Texto selecionado:
* * * *

Já faz muito tempo que o clichê “filmar o infilmável” persegue Luiz Fernando Carvalho. Mais de 20 anos, na verdade, quando ele, então um dos mais prestigiados diretores da Globo, ousou fazer sua estreia cinematográfica com “Lavoura arcaica” (2001), longa criado a partir do primeiro romance de Raduan Nassar, lançado em 1975.
Carvalho trabalhou muitíssimo nas duas últimas décadas, fazendo novelas (“Velho Chico”, 2016), séries (“Hoje é dia de Maria”, 2005; “Capitu”, 2008; “Dois irmãos”, 2017) e especiais de TV (“Alexandre e outros heróis”, 2013). O ano de 2017 traz dois marcos em sua trajetória: ele deixou a Globo e finalmente deu início à produção daquele que veio a se tornar seu segundo longa, “A paixão segundo G.H.”, em cartaz às 20h30, na Sala 2 do UNA Cine Belas Artes.

* * * *

[Entradas para marcação de caixas delimitadoras]
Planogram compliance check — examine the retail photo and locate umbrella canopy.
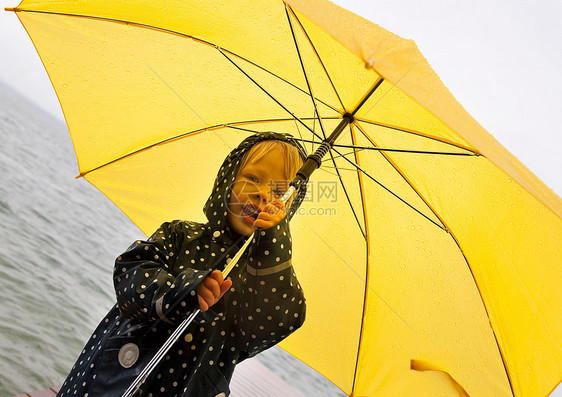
[8,0,562,396]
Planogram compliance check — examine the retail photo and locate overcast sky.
[0,0,562,196]
[0,0,562,397]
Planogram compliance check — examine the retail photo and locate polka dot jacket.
[58,133,305,397]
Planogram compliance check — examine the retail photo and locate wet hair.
[238,139,303,182]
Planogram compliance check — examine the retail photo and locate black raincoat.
[58,133,305,397]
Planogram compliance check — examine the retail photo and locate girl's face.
[226,150,290,236]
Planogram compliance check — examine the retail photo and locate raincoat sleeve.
[113,221,209,324]
[241,220,306,357]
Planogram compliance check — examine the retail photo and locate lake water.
[0,84,344,397]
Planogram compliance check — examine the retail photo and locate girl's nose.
[255,184,270,204]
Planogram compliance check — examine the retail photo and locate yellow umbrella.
[5,0,562,396]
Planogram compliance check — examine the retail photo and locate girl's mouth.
[242,204,260,220]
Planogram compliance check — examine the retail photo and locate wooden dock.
[15,359,303,397]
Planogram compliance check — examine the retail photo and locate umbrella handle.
[122,186,297,397]
[122,232,256,397]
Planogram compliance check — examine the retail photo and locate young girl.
[59,133,305,397]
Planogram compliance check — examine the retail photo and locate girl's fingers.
[197,270,232,312]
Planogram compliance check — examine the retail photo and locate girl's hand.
[254,200,287,229]
[197,270,232,312]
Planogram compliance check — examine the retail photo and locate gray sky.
[0,0,562,397]
[0,0,562,196]
[0,0,562,195]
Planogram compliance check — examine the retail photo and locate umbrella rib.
[76,118,322,178]
[285,4,326,139]
[305,223,414,332]
[285,3,347,112]
[15,8,341,113]
[332,144,448,231]
[320,144,472,156]
[356,124,515,396]
[355,123,448,232]
[355,117,476,156]
[329,125,367,239]
[217,48,321,144]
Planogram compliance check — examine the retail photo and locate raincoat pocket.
[89,336,158,396]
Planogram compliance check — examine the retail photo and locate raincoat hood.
[203,132,306,240]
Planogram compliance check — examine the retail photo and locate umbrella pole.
[122,234,256,397]
[291,78,384,190]
[122,79,376,397]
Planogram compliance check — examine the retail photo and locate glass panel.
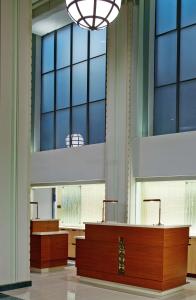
[155,32,177,86]
[90,55,106,101]
[56,185,82,226]
[179,80,196,131]
[181,0,196,27]
[156,0,177,34]
[154,85,176,135]
[57,26,71,69]
[56,68,70,109]
[72,105,87,144]
[180,26,196,80]
[90,29,106,57]
[136,181,186,225]
[89,101,105,144]
[40,113,54,151]
[56,109,70,149]
[72,62,87,105]
[42,72,54,112]
[73,24,88,63]
[42,33,54,73]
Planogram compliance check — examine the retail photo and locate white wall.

* * * *

Tarefas do exercício:
[a] Transforme em CSV de duas colunas, "pedido" e "resposta", o trecho das linhas do material que vai da linha que contém "locate umbrella handle." até a que contém "[122,79,376,397]", inclusive. Cada linha do CSV deve ter um pedido e sua resposta, cada um em um único campo entre aspas, com as quebras de linha trocadas por espaços.
[b] Dê sequência ao texto sobre o diretor Luiz Fernando Carvalho, começando logo depois do ponto em que ele termina.

Resultados por tarefa:
[a]
pedido,resposta
"Planogram compliance check — examine the retail photo and locate umbrella handle.","[122,186,297,397] [122,232,256,397]"
"Planogram compliance check — examine the retail photo and locate young girl.","[59,133,305,397]"
"Planogram compliance check — examine the retail photo and locate girl's fingers.","[197,270,232,312]"
"Planogram compliance check — examine the retail photo and locate girl's hand.","[254,200,287,229] [197,270,232,312]"
"Planogram compliance check — examine the retail photo and locate gray sky.","[0,0,562,397] [0,0,562,196] [0,0,562,195]"
"Planogram compliance check — examine the retail photo and locate umbrella rib.","[76,118,322,178] [285,4,326,139] [305,223,414,332] [285,3,347,112] [15,8,341,113] [332,144,448,231] [320,144,472,156] [356,124,515,396] [355,123,448,232] [355,117,476,156] [329,125,367,239] [217,48,321,144]"
"Planogram compliance check — examine the retail photo and locate raincoat pocket.","[89,336,158,396]"
"Planogram compliance check — examine the retail photo and locate raincoat hood.","[203,132,306,240]"
"Planogram compliance check — examine the retail photo and locate umbrella pole.","[122,234,256,397] [291,78,384,190] [122,79,376,397]"

[b]
“Não importa se o texto é uma prosa mais poética, se é verso, peça ou romance. A partir do momento em que sou atravessado (pelo texto), ele, evidentemente, ganha uma visualidade. E é isso que o torna filmável. Mas essa classificação já coloca uma questão: quer dizer que existem coisas que são filmáveis e infilmáveis? Não acredito em classificações. Sigo meus afetos”, ele diz.
Educação existencial
Lançado há exatos 60 anos, “A paixão segundo G.H.” é o quinto romance de Clarice Lispector (1920-1977). Grosso modo, acompanha o relato da mulher que, após perder a empregada, encontra uma barata ao tentar limpar o quarto. O livro é escrito como um longo monólogo, permeado pelos fluxos de consciência que marcam a obra clariceana. “Um romance de educação existencial”, analisou o crítico e professor Alfredo Bosi.
No cinema, G.H. é interpretada por Maria Fernanda Cândido, pela sexta vez dirigida por Carvalho. Ainda que o prelúdio da história tenha sido em 2017, a produção, efetivamente, teve início em maio de 2018. Foi um ano de preparação, com 15 dias de filmagem (entre o final de outubro e o início de novembro daquele ano).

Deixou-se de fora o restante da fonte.